Finally, a word on gender equality.   Gender equality is an important Millenium Development Goal and must be an underlying objective in realizing the four strategic goals of decent work, namely:

  • the promotion of fundamental principles and rights at work;

 

  • the creation of greater employment and income opportunities for women and men

 

  • the enhancement  of social protection in relation to its coverage and effectiveness; and

 

 

The concept of bringing gender issues into the mainstream of society, i.e. “gender mainstreaming” was clearly established as a global strategy for promoting gender equality in the Platform for Action adopted at the United Nations Fourth World Conference on Women, held in Beijing (China) in 1995. In July 1997, the United Nations Economic and Social Council (ECOSOC) further defined the concept of gender mainstreaming as follows:

..... the process of assessing the implications for women and men of any planned action, including legislation, policies or programmes, in any area and at all levels. It is a strategy for making the concerns and experiences of women as well as of men an integral part of the design, implementation, monitoring and evaluation of policies and programmes in all political, economic and societal spheres, so that women and men benefit equally, and inequality is not perpetuated. The ultimate goal of mainstreaming is to achieve gender equality.

▸ **Challenge**
Repeat the passage on gender equality and gender mainstreaming in full, word for word. The records are separate material unrelated to the passage on gender equality.

▸ **Given records**
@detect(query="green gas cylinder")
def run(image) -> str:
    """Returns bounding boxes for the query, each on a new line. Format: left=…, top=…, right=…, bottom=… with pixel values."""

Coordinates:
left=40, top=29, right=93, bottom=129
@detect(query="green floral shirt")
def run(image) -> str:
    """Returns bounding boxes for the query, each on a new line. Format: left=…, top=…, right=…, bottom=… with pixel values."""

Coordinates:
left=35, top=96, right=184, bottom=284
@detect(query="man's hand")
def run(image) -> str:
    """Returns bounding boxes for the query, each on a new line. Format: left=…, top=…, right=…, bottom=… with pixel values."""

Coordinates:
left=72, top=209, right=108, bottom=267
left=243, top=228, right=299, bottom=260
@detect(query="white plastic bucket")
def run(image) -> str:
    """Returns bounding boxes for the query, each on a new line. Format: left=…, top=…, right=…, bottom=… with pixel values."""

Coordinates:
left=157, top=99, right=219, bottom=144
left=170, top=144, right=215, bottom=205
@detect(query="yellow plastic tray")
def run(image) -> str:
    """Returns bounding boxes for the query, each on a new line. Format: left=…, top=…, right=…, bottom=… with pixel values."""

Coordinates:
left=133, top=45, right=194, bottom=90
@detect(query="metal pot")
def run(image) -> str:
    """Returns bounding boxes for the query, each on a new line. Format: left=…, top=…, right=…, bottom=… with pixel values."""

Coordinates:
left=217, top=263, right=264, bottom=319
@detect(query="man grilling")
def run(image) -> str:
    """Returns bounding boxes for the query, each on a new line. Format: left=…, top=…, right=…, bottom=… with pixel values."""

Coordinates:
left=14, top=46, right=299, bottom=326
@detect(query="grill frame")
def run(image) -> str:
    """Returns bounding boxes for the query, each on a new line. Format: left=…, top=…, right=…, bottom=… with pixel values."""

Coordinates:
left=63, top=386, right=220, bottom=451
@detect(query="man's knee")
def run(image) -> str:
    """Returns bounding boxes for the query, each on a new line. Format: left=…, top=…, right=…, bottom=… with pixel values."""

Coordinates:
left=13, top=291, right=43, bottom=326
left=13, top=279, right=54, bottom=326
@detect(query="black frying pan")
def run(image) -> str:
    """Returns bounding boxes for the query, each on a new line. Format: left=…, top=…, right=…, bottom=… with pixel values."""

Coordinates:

▸ **The answer**
Finally, a word on gender equality.   Gender equality is an important Millenium Development Goal and must be an underlying objective in realizing the four strategic goals of decent work, namely:

  • the promotion of fundamental principles and rights at work;

 

  • the creation of greater employment and income opportunities for women and men

 

  • the enhancement  of social protection in relation to its coverage and effectiveness; and

 

 

The concept of bringing gender issues into the mainstream of society, i.e. “gender mainstreaming” was clearly established as a global strategy for promoting gender equality in the Platform for Action adopted at the United Nations Fourth World Conference on Women, held in Beijing (China) in 1995. In July 1997, the United Nations Economic and Social Council (ECOSOC) further defined the concept of gender mainstreaming as follows:

..... the process of assessing the implications for women and men of any planned action, including legislation, policies or programmes, in any area and at all levels. It is a strategy for making the concerns and experiences of women as well as of men an integral part of the design, implementation, monitoring and evaluation of policies and programmes in all political, economic and societal spheres, so that women and men benefit equally, and inequality is not perpetuated. The ultimate goal of mainstreaming is to achieve gender equality.